# Introduction to `scipy` and standard library

This Notebook provides an overview of the capabilities of the `scipy` module and of the standard library. It covers Sect. IV and V of [Modules_in__python.ipynb](Modules_in__python.ipynb). 

## Table of Content

- [IV. Scipy](#IV)
- [V. The standard library](#V) 
- [VI. References and supplementary material](#VI)

## IV. `scipy`  <a class="anchor" id="IV"></a>

The scipy package contains various toolboxes dedicated to common issues in scientific computing. Its different submodules correspond to different applications, such as interpolation, integration, optimization, image processing, statistics, special functions, etc.

`scipy` can be compared to other standard scientific-computing libraries, such as the GSL (GNU Scientific Library for C and C++), or Matlab’s toolboxes. scipy is the core package for scientific routines in Python; it is meant to operate efficiently on numpy arrays, so that numpy and scipy work hand in hand.

Before implementing a routine, it is worth checking if the desired data processing is not already implemented in Scipy. As non-professional programmers, scientists often tend to re-invent the wheel, which leads to buggy, non-optimal, difficult-to-share and unmaintainable code. By contrast, Scipy‘s routines are optimized and tested, and should therefore be used when possible.

We will NOT cover in details all the scipy capabilities/routines as this would be quite boring. We will briefly give an overview of some of them such that you know this exists ! We will also make use of several scipy functions in the future classes.

__What needs to be done__
Extend the notebook introduction to `scipy` and the standard library, starting right after its last sentence.

__Listed entries__
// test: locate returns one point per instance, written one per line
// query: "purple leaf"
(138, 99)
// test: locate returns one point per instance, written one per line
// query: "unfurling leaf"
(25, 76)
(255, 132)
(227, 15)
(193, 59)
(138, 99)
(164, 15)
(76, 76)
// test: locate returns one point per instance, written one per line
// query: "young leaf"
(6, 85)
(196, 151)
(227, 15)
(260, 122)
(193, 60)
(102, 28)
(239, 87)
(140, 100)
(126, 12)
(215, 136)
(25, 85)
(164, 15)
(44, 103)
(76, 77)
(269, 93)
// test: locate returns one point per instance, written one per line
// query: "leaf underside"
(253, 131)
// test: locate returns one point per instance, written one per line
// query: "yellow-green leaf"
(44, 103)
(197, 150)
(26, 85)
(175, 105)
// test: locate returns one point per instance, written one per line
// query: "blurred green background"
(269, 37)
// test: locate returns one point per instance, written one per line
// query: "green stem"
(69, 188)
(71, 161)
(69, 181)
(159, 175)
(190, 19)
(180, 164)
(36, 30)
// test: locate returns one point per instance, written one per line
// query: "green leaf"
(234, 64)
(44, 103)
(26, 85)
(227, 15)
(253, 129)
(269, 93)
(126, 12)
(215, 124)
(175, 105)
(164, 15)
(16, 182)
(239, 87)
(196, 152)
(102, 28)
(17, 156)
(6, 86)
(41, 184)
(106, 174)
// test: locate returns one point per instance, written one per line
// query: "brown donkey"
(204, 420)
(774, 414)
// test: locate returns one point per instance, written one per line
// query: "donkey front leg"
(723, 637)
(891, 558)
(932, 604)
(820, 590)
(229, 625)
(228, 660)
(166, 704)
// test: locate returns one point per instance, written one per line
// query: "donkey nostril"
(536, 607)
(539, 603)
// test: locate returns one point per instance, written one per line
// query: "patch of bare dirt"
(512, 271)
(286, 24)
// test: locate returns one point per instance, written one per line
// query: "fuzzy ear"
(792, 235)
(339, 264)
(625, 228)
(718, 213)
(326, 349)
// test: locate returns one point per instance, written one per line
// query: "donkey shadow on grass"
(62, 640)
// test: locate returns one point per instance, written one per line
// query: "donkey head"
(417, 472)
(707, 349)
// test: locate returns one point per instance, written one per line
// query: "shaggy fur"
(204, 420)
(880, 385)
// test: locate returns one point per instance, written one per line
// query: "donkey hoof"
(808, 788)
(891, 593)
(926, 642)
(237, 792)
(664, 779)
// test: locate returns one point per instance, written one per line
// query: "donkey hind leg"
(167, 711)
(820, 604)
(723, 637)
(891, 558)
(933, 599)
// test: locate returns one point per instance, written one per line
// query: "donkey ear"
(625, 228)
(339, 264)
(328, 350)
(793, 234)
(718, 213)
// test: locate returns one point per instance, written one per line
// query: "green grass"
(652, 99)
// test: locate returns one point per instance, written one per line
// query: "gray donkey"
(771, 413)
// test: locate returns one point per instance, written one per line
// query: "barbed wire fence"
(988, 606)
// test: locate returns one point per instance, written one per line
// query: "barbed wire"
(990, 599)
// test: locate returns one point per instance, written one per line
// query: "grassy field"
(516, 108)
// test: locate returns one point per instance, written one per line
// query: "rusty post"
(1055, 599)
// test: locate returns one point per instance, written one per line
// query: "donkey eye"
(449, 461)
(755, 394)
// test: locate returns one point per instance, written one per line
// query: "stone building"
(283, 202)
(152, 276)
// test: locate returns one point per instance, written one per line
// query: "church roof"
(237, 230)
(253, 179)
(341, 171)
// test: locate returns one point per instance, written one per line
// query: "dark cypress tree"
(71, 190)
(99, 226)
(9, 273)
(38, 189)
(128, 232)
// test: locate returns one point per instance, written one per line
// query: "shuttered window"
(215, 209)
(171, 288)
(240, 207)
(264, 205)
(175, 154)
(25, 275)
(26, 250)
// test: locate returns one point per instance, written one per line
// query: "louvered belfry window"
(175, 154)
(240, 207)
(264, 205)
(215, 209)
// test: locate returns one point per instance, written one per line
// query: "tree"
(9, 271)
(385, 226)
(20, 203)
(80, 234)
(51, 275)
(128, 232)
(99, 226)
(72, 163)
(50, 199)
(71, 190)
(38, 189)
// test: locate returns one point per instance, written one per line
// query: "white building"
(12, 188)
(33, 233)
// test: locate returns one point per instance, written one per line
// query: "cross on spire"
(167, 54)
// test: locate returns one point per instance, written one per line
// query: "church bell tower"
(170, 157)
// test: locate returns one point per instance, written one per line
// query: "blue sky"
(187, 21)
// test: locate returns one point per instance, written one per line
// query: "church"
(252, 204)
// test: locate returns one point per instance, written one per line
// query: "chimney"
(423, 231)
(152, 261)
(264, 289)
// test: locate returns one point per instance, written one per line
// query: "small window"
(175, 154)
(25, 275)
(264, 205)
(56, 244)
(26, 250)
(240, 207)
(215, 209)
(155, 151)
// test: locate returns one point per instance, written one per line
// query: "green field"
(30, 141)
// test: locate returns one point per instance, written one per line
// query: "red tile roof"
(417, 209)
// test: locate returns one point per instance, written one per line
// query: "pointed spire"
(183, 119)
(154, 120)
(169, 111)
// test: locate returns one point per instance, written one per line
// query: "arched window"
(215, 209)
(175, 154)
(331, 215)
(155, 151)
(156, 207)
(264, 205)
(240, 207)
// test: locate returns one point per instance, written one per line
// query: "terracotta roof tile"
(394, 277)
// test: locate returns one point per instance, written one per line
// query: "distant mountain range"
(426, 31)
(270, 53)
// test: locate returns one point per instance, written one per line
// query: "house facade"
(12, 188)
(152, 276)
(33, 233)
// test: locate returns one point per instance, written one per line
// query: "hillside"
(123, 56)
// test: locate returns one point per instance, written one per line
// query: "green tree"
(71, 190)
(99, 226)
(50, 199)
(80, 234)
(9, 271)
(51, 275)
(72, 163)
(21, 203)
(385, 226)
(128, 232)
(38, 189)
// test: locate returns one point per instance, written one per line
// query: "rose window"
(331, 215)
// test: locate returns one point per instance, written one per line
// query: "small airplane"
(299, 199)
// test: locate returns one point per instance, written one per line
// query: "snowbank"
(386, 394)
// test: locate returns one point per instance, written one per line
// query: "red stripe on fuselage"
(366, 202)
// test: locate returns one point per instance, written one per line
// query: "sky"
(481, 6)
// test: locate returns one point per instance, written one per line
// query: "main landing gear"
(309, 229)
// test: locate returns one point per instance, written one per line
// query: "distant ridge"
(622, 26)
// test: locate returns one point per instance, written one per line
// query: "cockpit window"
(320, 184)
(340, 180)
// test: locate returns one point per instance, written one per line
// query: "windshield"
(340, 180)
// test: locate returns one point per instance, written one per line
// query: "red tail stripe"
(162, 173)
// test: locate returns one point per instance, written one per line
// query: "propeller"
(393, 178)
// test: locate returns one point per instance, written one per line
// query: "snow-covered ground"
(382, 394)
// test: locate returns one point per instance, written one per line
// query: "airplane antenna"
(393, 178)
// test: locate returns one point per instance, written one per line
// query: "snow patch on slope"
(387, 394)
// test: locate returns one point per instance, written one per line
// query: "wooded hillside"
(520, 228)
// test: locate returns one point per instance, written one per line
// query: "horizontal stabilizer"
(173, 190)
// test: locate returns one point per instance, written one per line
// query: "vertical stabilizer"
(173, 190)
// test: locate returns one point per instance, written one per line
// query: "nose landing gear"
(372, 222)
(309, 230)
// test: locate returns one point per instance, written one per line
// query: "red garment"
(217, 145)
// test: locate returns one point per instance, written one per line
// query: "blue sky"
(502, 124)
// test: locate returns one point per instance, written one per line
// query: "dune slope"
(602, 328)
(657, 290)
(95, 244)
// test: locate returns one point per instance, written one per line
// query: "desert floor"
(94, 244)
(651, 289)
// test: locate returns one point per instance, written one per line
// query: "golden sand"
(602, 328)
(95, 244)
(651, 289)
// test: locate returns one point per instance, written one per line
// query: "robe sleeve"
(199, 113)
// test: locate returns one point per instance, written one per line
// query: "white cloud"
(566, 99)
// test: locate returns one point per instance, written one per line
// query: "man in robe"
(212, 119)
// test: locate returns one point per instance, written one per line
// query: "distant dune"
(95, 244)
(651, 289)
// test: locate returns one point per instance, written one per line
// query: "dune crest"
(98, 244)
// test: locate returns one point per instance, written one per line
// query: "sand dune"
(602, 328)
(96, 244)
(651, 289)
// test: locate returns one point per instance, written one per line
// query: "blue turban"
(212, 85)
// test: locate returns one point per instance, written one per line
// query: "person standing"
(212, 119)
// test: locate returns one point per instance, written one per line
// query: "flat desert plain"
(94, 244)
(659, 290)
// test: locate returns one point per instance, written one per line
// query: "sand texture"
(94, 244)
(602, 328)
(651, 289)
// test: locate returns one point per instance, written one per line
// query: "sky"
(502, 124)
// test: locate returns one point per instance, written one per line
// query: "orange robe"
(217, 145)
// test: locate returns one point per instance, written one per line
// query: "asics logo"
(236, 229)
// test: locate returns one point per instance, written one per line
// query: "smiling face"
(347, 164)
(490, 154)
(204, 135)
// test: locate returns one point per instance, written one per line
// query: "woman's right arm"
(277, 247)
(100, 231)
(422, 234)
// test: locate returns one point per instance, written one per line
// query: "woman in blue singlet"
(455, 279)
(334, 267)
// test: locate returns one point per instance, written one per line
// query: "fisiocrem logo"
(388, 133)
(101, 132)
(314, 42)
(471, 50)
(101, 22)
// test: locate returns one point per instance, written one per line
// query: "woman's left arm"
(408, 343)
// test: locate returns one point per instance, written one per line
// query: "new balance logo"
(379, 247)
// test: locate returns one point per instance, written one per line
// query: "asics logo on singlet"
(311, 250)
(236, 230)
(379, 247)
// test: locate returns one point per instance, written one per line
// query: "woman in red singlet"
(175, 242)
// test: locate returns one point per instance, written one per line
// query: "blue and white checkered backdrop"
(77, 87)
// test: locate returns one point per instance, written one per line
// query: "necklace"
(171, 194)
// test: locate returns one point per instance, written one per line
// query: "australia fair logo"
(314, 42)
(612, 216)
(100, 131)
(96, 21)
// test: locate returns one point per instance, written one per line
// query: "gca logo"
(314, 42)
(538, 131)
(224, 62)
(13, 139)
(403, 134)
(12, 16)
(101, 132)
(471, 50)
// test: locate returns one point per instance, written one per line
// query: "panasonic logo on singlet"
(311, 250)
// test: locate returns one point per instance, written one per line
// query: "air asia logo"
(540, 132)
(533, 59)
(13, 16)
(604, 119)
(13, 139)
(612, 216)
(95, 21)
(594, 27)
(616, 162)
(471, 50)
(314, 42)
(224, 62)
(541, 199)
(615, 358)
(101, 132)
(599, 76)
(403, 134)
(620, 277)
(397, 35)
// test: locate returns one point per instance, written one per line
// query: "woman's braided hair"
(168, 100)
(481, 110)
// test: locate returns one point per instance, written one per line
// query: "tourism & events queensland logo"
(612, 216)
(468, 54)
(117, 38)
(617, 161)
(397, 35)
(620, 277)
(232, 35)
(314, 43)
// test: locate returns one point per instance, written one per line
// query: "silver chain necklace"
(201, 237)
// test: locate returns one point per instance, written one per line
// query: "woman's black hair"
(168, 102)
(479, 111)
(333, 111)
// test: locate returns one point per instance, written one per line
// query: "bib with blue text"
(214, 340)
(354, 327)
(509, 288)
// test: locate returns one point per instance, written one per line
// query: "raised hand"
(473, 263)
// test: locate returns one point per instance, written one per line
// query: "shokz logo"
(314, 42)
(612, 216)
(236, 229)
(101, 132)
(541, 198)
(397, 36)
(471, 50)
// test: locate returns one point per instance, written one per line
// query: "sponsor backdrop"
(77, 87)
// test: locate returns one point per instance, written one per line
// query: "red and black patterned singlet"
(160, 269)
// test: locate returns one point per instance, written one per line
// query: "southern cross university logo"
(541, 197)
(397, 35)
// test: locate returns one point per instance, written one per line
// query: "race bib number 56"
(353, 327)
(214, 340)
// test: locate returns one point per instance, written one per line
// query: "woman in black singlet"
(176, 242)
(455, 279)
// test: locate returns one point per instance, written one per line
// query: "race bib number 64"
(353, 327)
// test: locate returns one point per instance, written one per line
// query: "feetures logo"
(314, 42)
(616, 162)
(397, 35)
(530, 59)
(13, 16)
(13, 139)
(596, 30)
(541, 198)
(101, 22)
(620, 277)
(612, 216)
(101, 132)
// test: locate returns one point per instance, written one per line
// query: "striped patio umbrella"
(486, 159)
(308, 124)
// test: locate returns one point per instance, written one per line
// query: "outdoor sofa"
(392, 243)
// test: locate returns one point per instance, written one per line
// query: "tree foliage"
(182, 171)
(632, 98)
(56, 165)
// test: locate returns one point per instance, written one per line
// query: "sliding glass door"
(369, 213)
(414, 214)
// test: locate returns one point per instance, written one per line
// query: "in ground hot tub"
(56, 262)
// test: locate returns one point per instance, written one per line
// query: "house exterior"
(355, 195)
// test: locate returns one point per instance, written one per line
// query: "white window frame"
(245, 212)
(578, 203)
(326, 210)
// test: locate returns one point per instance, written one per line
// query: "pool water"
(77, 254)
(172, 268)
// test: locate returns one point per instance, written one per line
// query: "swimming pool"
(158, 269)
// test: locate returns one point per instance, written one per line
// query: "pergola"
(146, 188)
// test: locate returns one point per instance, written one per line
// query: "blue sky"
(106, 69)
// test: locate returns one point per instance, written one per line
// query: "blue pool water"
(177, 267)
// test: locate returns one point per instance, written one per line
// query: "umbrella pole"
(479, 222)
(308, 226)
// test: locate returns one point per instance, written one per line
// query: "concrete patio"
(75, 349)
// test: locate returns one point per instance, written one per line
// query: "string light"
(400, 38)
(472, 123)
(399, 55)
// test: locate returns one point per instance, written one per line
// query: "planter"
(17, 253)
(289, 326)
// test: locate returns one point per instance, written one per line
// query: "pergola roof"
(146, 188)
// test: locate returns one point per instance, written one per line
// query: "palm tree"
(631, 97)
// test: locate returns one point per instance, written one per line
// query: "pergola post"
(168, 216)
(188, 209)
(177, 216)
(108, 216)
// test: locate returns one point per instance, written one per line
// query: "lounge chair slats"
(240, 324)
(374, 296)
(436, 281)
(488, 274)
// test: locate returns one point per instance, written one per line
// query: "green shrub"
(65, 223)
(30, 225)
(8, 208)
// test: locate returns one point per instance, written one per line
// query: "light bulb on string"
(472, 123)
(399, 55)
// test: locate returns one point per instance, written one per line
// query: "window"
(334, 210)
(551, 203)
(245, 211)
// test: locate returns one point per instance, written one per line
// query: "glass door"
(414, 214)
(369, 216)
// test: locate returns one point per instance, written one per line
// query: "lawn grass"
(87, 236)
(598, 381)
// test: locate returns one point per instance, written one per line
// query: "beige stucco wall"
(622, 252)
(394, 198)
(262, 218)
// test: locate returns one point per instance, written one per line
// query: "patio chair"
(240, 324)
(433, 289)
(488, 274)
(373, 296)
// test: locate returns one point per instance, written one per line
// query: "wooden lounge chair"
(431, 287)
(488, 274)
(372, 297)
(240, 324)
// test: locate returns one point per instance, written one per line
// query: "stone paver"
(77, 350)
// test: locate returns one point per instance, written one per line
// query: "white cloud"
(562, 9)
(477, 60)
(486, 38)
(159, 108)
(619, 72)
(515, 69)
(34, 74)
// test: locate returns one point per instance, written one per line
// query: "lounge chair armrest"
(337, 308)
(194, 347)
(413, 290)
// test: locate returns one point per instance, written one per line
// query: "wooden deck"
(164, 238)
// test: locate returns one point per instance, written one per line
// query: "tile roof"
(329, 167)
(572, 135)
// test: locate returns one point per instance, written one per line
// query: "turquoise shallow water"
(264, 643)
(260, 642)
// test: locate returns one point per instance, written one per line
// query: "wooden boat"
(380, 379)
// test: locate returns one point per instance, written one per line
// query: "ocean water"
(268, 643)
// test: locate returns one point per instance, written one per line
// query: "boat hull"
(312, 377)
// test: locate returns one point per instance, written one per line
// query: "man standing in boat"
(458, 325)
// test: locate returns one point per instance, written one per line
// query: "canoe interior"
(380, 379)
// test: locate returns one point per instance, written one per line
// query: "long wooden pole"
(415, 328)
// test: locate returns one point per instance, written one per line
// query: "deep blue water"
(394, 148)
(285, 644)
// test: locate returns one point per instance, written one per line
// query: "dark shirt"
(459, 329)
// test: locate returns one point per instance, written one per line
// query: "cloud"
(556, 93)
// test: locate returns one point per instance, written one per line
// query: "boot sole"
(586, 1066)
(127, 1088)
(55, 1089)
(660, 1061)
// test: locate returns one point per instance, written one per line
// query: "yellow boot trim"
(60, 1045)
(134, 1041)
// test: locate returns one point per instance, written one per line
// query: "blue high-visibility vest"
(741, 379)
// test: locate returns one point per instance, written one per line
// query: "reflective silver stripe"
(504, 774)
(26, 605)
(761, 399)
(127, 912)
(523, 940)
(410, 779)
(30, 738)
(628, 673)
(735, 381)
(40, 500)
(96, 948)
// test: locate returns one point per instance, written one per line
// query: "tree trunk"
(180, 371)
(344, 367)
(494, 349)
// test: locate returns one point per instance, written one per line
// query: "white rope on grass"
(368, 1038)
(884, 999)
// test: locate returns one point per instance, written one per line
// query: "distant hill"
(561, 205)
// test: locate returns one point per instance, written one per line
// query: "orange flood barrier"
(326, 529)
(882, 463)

__Result of the task__
#### IV.1 Overview  <a class="anchor" id="IV.1"></a>

- *Special functions*: `scipy.special` 
Special functions are transcendental functions. Help is quite clearly written. Frequently used ones are:
    * Bessel function, such as `scipy.special.jn()` (nth integer order Bessel function)
    * Elliptic function (`scipy.special.ellipj()` for the Jacobian elliptic function, ...)
    * Gamma function: `scipy.special.gamma()`, also note `scipy.special.gammaln()` which will give the log of Gamma to a higher numerical precision.
    * Erf, the area under a Gaussian curve: `scipy.special.erf()`
   
- *Linear algebra operations*: `scipy.linalg`
The scipy.linalg module provides standard linear algebra operations. This allows you to calculate the inverse (`scipy.linalg.inv()`), determinant (`scipy.linalg.det()`), of a square matrix. Note also that `numpy` also implements some operations on matrices (and beware: product of 2 numpy arrays is not a matrix product): 
    * `a.dot(b)` is the matrix product of a and b. If a, and b are 1-D vector than this is the scalar product (also called inner product) of the 2 vectors. 
    * `np.eye(2)` creates a diagonal matrix of 2x2 with 1 along the diagonal; 
    * `np.diag(a)` extracts the diagonal elements of matrix a. 
    * `np.cross(a,b)`: cross product of 2 vectors
    * see http://www.python-course.eu/matrix_arithmetic.php for a didactic overview of matrix arithmetic with numpy.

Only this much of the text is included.